Start of Selected passage

I have been using the Robinhood platform for my trades since there is no fee for a trade. I'd like to switch to something a little more feature rich but I just can't figure out how you all pay the trading fees without always being in the red (aside from investing huge chunks of money at a time). Note. While I plain to have long term ETFs and MFs in my portfolio for diversification I also want to take an active role in my investments, do my research, find stocks that have a catalyst and make some swing trades. This seems like a more profitable approach (albeit more risky of course) and more interesting from my perspective of being involved in the process and constantly learning new things.

For example if I were to invest $100 and get a 10% return on that investment which would make be very happy as I could reinvest that and grow it. However if I'm not misunderstanding Ameritrade would have charged me $7 to buy and another $7 to sell so my net profits after fees would be $(4) leaving me in the red after making a 10% return on my investment.

End of Selected passage

■ **Task instructions**
Please carry on the post about trading fees, picking up right after its last sentence. The material that comes after this has no connection to the post about trading fees.

Start of Data block

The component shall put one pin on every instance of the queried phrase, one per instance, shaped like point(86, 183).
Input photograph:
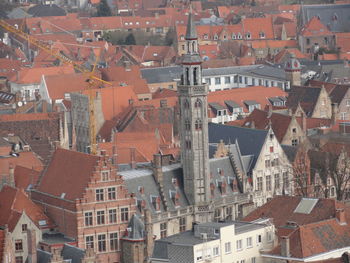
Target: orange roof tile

End of Data block

■ **Task answer**
Even if I were to save longer and start by investing $500 instead of $100 I'd be in the green but still losing a staggering 20% of my profits to fees and would have had to take 5 times the risk for that. I'd also lose any ability to have diversity in my portfolio because I'd always have to use my entire portfolio for a single trade to have enough money to stand to make a large enough profit to offset the fees.

How are you making large enough profits to negate the cost of fees? Are you all rich and only do trades in excess of like a thousand dollars or something?

  • 1
    There are plenty of no-load mutual funds out there - investing $100 in single stocks is probably not the best move.
    – D Stanley
    Commented Jan 29, 2018 at 23:21
  • 2
    There are also ETFs a broker will trade for no fee. Commented Jan 29, 2018 at 23:24
  • ETFs are great for my long term investments where I just want a slow steady gain. However I'd like to do swing trading as well as it let's me take an active role in my investments instead of paying someone else (a MM) to do what I should be able to do myself
    – efarley
    Commented Jan 30, 2018 at 0:11
  • 2
    The very simple answer is "you don't". The whole "Day trading rofl" scam was a nice trick to take the odd hundred bucks, from, zillions of folks like yourself.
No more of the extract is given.